START

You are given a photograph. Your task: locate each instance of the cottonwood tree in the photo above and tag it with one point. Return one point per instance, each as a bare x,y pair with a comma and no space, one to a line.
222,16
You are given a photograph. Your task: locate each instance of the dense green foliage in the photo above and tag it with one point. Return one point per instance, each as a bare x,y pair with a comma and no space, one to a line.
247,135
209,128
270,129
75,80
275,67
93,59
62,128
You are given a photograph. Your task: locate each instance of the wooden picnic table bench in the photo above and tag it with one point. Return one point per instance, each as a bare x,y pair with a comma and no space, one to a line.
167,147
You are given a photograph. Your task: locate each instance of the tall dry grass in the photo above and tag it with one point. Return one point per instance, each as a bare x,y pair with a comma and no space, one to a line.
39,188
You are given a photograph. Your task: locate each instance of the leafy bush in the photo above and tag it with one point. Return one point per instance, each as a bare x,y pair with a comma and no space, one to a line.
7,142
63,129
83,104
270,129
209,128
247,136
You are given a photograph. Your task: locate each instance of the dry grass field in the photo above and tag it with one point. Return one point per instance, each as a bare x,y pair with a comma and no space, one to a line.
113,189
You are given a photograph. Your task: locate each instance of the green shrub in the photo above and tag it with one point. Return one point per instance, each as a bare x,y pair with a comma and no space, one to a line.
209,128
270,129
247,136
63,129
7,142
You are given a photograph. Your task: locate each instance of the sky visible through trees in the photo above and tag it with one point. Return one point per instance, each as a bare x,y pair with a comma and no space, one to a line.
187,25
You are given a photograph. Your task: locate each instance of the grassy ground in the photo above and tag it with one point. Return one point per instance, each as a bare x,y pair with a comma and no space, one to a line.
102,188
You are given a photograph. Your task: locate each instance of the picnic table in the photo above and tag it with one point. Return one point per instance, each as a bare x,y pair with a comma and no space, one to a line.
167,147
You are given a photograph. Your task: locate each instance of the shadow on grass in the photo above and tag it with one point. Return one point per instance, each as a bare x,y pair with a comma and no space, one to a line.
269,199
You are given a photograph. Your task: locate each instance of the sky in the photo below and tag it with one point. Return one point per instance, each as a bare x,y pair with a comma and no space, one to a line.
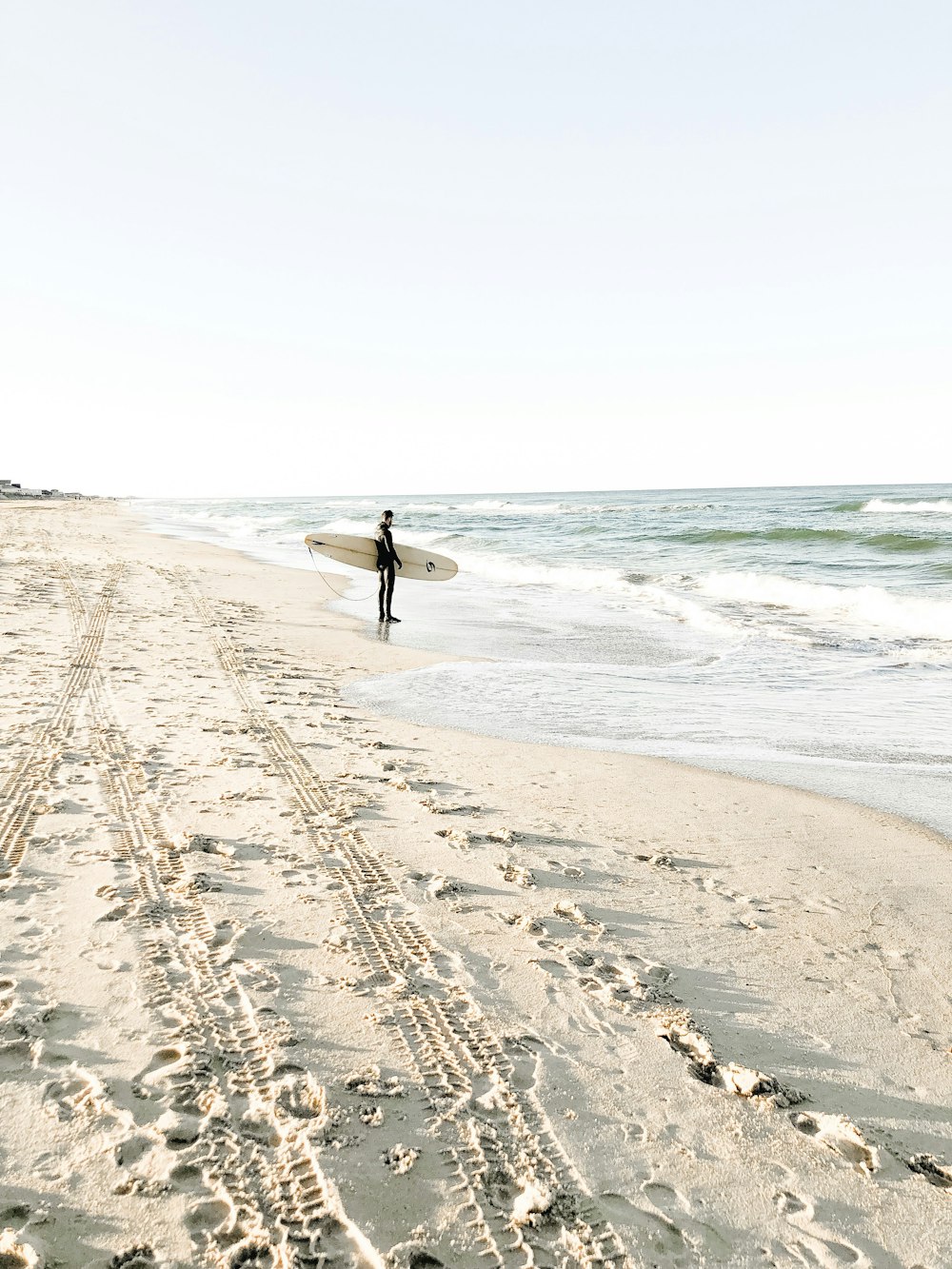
432,245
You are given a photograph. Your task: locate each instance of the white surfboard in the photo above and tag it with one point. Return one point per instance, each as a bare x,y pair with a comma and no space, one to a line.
419,564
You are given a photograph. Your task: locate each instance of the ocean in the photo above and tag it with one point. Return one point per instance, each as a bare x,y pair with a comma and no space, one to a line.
802,636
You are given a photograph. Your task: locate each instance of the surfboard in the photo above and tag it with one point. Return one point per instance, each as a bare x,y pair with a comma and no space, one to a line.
419,564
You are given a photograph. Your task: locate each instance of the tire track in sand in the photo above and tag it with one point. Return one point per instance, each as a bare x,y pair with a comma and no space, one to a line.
526,1200
22,789
239,1123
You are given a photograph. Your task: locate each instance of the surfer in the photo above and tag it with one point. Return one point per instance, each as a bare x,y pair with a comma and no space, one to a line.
387,559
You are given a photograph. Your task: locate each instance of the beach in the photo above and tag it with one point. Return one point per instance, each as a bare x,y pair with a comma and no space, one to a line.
288,982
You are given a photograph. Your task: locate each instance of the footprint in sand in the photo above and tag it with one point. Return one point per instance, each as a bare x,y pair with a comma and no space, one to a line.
840,1135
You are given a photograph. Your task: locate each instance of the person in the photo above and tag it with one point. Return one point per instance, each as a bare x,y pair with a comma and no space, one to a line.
387,560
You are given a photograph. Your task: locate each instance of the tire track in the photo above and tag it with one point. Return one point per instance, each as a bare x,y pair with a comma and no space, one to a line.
526,1200
244,1120
21,789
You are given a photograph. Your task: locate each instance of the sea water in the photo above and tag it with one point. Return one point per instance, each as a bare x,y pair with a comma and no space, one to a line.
802,636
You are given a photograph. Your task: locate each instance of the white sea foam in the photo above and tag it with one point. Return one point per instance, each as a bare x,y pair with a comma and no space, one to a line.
864,609
886,506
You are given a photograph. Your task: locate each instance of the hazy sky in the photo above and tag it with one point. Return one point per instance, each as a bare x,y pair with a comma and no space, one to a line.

END

#### Task objective:
Copy the material exactly. Do not include the pictures.

#### Answer to the problem:
You are given a photograph. Your task: locate each instance of the cottonwood tree in the photo above and tag it with one point. Return one point per instance, each as a bare x,y pair with a comma and no space, one to a line.
222,16
You are given a photograph. Your task: locate each instance of the dense green foliage in the photo above and tag it with one point. Return one point per instance, each as a bare x,y pair with a comma and no space, one to a line.
247,135
209,128
270,129
75,80
275,67
93,59
62,128
You are given a photograph. Your task: locate each instance of the wooden picnic table bench in the photo above and tag it with one point. Return one point per instance, each as a bare x,y pair with a comma and no space, one to a line.
167,147
You are given a photograph. Your task: locate each instance of the tall dry grass in the photo above and tag it with one point. Return one point per instance, each as a bare x,y pair with a comma and no space, one to a line.
39,188
You are given a photograph. Your task: locate each instance of the leafy bush in the photo above and tag it with one point. Return one point per instance, each as a bare x,y pair with a comma and no space, one to a line.
7,142
63,129
83,104
270,129
209,128
247,136
You are given a photograph. Your task: locate each instance of the dry grass field in the photo above and tag it with one point. Return one point per instance, each as a bare x,y pair with a comma and no space, one to a line.
113,189
You are given a photograph. Your task: locate each instance of the green shrub in the photo above and tag it with one point. Return one point per instance, each as a bare x,y pair with a comma and no space, one to a line.
209,128
270,129
247,136
63,129
7,142
You are given a photograph. Your task: locate each instance of the sky visible through trees in the photo above and tag it with one point. Return one point per instance, each as a bare x,y pair with a comma and no space, one to a line.
187,25
You are given a photograph. Your task: locate each instance of the grassy ground in the photo above and tag it with one point. Return one point per instance, each as a bare x,y pair with a comma and no space, one to a line.
102,188
You are given a photograph. Your task: locate each instance of the picnic table in the photo above and tag it with one point. Return one point per instance, each as a bare x,y pair with a comma and no space, one to a line.
167,147
You are given a photograph. Your task: locate each instance of the shadow on grass in the photo above and tag it with one point. Return one point per instance, each as a bare x,y pair with a comma and no space, one to a line.
269,199
You are given a photograph. Your task: locate each instance of the sky in the photo below and tag it with one point. Return one point per instance, each as a bare x,y pair with a comma and no space, one to a line.
432,245
You are given a photograph. Your task: locate each instance of the white surfboard in the photo above and tag it with one point. Return one point per instance, each as a bare x,y pair with a comma and no space, one to a line.
419,564
You are given a photograph. Your task: locate each instance of the ocean in the photo above and tag it with one point. Return one point per instance, each as a bare x,y pair with a comma and no space, one to a line.
802,636
You are given a photograph. Your task: locate each instance of the surfboard in the photo above and tag it with one point. Return one point per instance, each as a bare x,y pair with a comma and no space, one to a line.
419,564
You are given a photograph. Your task: locate each instance of the tire track in sand in the photo above and tag it with one point. Return one point per instance, each as a bare x,y pair with a comma and no space, one to a line.
526,1200
22,789
239,1123
You are given a photograph. Your task: locate each instance of the surfer in the photo above and tag it with one point. Return one point per instance, each as a bare x,y pair with a comma and no space, one to a line.
387,559
You are given a photograph. Your task: locate each instance of the beach in the photo above and tag it with one point. Return one point per instance, each as a bare x,y pair with a comma and no space, one to a line.
288,982
You are given a photograph. Your task: locate each instance of the footprint in sand in the photo above and tag it with one point. Return one point per instance, each as a bare x,y pair with a comma and no space, one to a line.
840,1135
You are given a photograph. Your task: locate each instance of the person in the photo above and tag it with one point. Return one point per instance, each as a bare x,y pair with a comma and no space, one to a line.
387,560
You are given a photograph. Your task: locate each instance of the tire track in the photo above and tag it with one point. Return one point per instance, each as a bare x,y pair with a comma and no space, one to a line.
526,1200
244,1120
21,789
You are given a photograph. Your task: locate each instance of the sea water in the photo above and tag it with one point. Return one point per instance, each as a bare x,y pair with a comma and no space, one to a line.
802,636
You are given a photograph. Your task: locate each instance of the white sea foam in the photo above and tag it with one point. Return one point per instance, each as a bare x,y pair with a comma and no space, one to a line.
864,609
886,506
You are given a photograph. Your task: locate each instance of the hazy sky in the photo above and tag it with one point. Return one point per instance, each as a bare x,y pair with a comma and no space, one to a line.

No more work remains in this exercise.